═════ PROVIDED MATERIAL

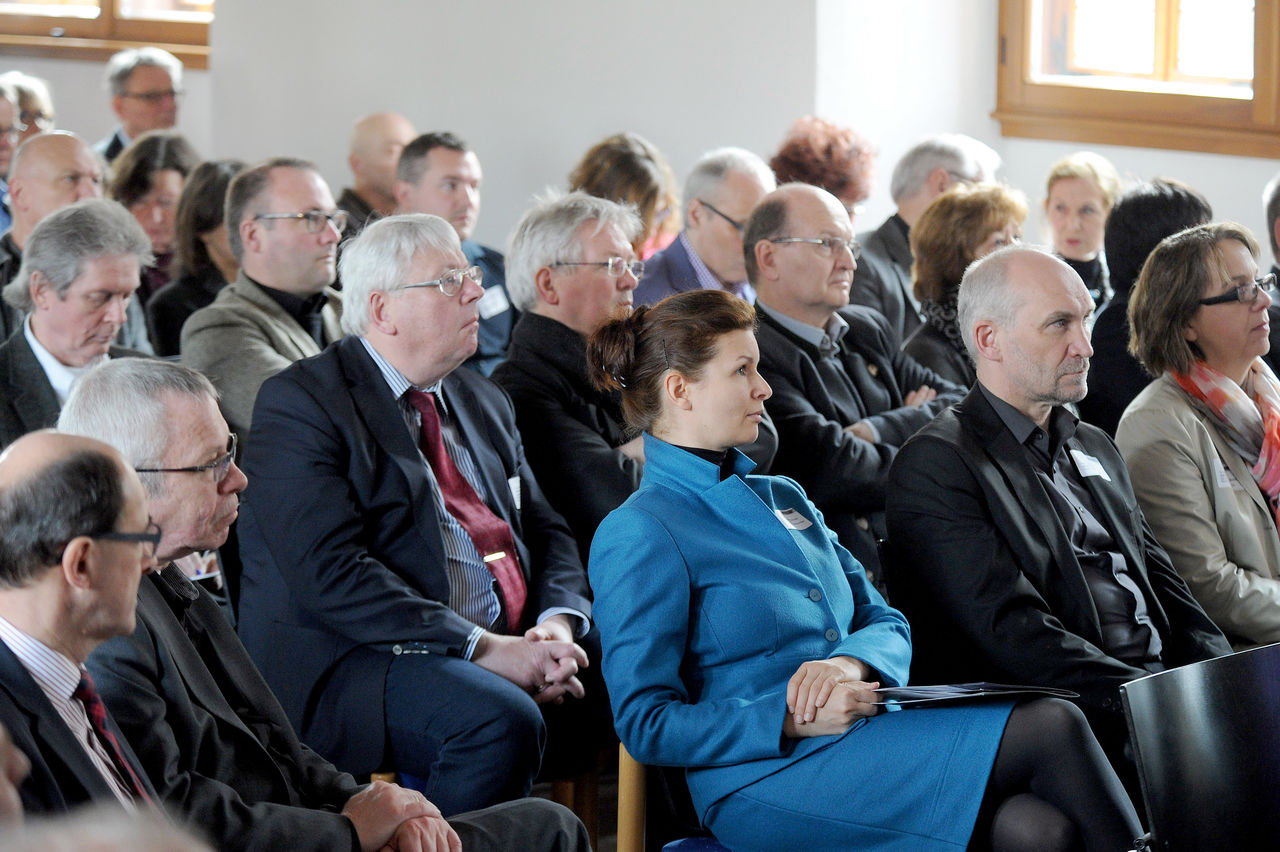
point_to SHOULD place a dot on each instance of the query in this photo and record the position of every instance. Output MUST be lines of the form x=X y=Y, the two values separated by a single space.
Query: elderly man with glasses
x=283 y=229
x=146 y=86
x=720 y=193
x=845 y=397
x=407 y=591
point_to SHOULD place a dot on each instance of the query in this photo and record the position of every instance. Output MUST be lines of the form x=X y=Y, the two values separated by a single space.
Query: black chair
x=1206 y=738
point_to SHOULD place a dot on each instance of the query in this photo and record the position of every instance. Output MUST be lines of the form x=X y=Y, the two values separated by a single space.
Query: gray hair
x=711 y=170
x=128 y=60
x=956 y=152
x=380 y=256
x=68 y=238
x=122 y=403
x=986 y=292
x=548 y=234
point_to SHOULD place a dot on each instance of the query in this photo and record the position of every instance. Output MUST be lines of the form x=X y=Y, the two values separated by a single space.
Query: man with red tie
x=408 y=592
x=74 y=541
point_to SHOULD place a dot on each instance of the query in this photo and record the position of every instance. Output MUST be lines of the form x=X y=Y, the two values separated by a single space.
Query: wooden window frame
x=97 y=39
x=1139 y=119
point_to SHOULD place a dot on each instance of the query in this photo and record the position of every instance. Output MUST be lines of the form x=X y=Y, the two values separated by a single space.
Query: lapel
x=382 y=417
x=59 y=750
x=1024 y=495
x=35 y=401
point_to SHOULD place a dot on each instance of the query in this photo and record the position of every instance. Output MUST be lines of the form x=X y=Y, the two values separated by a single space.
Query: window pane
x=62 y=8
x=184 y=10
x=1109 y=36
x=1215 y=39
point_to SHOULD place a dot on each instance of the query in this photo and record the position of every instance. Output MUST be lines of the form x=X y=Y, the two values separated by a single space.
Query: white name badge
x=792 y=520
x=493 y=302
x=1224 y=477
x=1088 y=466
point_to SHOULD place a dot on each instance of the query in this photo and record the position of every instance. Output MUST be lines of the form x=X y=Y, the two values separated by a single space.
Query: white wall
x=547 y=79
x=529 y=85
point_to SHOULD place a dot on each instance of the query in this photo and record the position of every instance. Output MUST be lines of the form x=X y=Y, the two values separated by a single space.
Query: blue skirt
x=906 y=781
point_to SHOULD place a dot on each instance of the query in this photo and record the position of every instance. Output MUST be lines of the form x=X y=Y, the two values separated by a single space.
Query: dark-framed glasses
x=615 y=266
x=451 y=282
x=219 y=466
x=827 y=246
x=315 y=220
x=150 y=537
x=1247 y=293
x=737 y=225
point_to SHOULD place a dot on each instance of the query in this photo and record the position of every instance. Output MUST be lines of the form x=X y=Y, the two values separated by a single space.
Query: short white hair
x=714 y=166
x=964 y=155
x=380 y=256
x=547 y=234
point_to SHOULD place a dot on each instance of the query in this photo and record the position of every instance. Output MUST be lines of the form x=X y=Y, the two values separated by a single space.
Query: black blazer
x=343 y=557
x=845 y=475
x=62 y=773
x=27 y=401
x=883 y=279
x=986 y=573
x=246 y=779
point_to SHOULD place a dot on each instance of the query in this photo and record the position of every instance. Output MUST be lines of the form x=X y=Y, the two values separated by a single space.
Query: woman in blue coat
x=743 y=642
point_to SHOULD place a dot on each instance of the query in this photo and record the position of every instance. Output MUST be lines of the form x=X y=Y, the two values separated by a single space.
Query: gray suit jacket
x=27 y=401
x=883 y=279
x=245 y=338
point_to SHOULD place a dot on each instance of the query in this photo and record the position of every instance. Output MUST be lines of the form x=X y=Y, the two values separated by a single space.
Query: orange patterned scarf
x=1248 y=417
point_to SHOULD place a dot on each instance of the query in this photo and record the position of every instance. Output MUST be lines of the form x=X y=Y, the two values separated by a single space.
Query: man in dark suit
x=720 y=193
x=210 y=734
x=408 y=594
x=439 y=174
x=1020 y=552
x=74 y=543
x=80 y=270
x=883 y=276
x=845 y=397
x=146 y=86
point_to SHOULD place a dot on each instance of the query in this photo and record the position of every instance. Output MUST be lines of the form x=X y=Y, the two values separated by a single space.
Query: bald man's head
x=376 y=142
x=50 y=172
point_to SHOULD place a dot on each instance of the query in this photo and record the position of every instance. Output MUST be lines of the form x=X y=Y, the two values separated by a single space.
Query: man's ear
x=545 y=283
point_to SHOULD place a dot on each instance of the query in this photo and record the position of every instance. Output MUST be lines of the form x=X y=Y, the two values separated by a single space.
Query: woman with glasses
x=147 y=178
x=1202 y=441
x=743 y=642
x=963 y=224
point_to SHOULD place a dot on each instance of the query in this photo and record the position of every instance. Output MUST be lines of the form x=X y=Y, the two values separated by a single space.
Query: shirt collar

══════════
═════ PROVIDED MATERIAL

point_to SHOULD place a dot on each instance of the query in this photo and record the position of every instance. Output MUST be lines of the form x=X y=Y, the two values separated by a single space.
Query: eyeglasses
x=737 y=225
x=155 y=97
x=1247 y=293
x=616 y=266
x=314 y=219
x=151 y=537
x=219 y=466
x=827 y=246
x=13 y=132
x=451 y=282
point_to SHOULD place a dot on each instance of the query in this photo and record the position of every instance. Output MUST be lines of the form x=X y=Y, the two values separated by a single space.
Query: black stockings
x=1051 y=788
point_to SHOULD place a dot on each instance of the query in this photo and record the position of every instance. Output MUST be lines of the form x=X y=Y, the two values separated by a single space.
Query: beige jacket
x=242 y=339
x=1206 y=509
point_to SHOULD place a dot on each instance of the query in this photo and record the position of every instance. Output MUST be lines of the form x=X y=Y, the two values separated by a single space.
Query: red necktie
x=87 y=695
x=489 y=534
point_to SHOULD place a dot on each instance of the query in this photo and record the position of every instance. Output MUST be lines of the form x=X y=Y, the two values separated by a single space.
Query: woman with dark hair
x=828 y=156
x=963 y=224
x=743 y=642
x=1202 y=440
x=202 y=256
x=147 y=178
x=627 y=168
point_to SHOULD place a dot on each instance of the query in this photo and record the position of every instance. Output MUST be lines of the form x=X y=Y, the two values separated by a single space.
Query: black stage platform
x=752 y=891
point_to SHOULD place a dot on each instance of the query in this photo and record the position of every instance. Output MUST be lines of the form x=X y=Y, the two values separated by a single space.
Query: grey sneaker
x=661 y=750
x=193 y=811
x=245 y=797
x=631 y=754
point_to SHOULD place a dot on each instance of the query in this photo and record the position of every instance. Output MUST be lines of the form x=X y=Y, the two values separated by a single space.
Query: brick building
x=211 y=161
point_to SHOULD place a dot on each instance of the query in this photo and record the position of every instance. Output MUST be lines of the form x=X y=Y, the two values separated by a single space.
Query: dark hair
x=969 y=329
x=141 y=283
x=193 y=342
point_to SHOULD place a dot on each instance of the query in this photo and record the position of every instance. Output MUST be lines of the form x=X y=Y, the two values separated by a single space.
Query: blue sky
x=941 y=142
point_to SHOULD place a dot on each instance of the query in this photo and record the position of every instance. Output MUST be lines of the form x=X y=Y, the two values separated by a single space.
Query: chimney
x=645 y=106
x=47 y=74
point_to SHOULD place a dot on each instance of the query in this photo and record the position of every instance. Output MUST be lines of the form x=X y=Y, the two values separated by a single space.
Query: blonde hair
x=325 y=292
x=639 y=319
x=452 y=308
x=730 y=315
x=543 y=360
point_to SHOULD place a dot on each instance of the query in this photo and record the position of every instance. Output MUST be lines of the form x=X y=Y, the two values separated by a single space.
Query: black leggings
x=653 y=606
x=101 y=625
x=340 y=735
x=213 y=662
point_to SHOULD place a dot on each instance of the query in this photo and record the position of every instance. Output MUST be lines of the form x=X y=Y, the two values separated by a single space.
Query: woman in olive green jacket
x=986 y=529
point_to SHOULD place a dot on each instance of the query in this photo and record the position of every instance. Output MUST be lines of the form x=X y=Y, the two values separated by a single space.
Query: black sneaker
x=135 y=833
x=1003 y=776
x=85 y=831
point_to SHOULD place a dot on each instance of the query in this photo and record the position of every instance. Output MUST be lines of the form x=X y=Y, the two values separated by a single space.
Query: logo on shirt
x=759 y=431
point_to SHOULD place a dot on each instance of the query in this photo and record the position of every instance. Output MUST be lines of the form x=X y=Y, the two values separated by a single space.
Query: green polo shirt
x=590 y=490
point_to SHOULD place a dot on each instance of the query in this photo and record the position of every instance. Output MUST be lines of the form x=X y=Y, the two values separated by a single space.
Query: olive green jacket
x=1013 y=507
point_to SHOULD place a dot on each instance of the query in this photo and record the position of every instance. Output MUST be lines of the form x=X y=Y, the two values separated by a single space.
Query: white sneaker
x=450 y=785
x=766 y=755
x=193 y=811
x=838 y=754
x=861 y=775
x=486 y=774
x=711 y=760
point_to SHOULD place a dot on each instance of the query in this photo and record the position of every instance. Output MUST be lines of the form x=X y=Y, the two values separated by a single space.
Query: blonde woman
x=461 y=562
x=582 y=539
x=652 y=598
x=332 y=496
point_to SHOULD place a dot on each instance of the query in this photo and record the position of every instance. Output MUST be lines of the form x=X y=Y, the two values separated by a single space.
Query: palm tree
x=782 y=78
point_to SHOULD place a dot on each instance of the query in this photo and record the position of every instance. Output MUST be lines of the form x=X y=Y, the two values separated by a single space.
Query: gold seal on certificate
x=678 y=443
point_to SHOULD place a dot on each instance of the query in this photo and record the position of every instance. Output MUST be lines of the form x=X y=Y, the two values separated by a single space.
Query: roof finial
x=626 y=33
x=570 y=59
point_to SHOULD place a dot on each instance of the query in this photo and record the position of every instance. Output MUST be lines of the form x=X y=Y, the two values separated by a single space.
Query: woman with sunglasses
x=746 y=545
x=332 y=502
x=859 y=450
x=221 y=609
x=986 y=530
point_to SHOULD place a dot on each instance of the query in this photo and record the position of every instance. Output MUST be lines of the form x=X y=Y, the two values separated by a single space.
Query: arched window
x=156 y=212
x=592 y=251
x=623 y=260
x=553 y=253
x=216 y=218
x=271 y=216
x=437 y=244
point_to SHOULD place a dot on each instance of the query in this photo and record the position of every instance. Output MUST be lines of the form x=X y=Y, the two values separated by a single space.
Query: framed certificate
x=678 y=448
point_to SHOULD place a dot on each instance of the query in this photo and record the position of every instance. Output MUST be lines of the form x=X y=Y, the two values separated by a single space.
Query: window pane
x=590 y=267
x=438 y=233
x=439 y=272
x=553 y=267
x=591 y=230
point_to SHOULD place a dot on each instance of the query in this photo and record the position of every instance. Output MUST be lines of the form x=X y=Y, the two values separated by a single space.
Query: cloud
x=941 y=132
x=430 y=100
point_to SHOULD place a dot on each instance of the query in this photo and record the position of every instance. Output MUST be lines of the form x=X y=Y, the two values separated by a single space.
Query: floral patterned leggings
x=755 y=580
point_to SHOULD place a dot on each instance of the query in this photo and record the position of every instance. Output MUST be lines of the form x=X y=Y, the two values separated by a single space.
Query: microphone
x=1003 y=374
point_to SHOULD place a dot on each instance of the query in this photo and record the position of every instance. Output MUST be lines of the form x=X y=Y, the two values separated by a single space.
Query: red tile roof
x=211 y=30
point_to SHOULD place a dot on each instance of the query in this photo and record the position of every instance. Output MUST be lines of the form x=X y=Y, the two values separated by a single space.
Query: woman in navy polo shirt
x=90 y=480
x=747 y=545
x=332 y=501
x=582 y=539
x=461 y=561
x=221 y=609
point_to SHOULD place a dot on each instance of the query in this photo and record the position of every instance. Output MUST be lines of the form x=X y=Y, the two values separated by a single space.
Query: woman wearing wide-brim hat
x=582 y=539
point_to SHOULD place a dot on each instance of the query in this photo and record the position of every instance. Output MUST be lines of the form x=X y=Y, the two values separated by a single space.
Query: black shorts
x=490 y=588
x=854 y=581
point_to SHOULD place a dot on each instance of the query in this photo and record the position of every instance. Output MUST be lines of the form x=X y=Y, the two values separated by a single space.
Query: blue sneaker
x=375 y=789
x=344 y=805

══════════

JOB
Please collect every line of the records that contains the string "suit", and note that case counts.

OUTPUT OF THE EXERCISE
Query: gray suit jacket
Query: man in dark suit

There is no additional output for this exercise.